Task objective:
Pick up the case notes on habeas corpus and contempt below and extend them past their final entry.

Given text:

[start]

Habeas not available remedy for valid imprisonment for contempt.

- When an individual is imprisoned by valid order of court for contempt, the imprisonment is not unlawful, and the remedy of the party to purge oneself of contempt is not by habeas corpus, but by application to the court by whose order the individual is in confinement. Tolleson v. Greene, 83 Ga. 499, 10 S.E. 120 (1889).

Habeas corpus is not an available remedy for direct contempt when no question of jurisdiction of the court is involved. Hall v. Martin, 177 Ga. 238, 170 S.E. 41 (1933).

When receiver has been adjudged in contempt and imprisoned for refusal to deliver property, the receiver will not be discharged under a writ of habeas corpus sued out before another judge on the ground that the receiver is unable by reason of poverty to comply with the order. Tindall v. Westcott, 113 Ga. 1114, 39 S.E. 450, 55 L.R.A. 225 (1901).

[end]

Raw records
[start]

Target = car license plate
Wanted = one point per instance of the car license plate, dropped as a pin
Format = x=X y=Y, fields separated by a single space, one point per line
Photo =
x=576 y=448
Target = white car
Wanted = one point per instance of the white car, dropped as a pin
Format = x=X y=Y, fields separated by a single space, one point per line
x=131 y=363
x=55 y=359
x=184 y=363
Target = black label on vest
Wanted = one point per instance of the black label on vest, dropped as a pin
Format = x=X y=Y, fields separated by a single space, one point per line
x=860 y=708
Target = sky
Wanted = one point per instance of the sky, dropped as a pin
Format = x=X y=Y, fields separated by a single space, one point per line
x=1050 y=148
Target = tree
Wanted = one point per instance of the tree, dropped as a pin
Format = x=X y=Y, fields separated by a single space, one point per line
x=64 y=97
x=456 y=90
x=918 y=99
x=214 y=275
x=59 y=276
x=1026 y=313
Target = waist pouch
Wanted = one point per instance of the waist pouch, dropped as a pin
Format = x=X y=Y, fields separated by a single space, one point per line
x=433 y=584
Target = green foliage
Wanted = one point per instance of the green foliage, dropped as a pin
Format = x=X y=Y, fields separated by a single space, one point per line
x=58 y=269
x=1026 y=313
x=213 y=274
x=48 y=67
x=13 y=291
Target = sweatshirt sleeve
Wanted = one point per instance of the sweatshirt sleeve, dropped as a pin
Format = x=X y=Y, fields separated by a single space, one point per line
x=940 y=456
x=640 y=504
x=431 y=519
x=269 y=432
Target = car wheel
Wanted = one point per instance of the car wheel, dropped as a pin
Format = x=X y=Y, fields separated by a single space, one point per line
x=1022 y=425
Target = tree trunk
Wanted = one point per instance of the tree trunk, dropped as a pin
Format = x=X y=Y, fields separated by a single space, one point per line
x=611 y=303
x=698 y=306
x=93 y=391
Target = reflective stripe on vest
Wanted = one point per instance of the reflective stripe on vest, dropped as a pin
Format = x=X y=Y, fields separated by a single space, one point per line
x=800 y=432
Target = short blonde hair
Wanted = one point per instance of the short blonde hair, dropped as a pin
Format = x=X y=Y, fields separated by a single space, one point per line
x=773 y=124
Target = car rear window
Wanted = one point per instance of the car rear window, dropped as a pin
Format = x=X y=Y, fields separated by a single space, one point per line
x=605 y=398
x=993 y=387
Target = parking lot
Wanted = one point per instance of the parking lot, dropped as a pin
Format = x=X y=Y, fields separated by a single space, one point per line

[end]

Result of this task:
Exhaustion of statutory remedies necessary to obtain release from commitment.

- When a person has been adjudged insane and committed to an institution and thereafter seeks to be discharged upon the ground that the person's sanity has been restored, the person cannot invoke a writ of habeas corpus without showing that the person has exhausted specific statutory remedies when such are provided; however, a party might perhaps show some valid reason excusing failure to pursue a statutory remedy. Richardson v. Hall, 199 Ga. 602, 34 S.E.2d 888 (1945).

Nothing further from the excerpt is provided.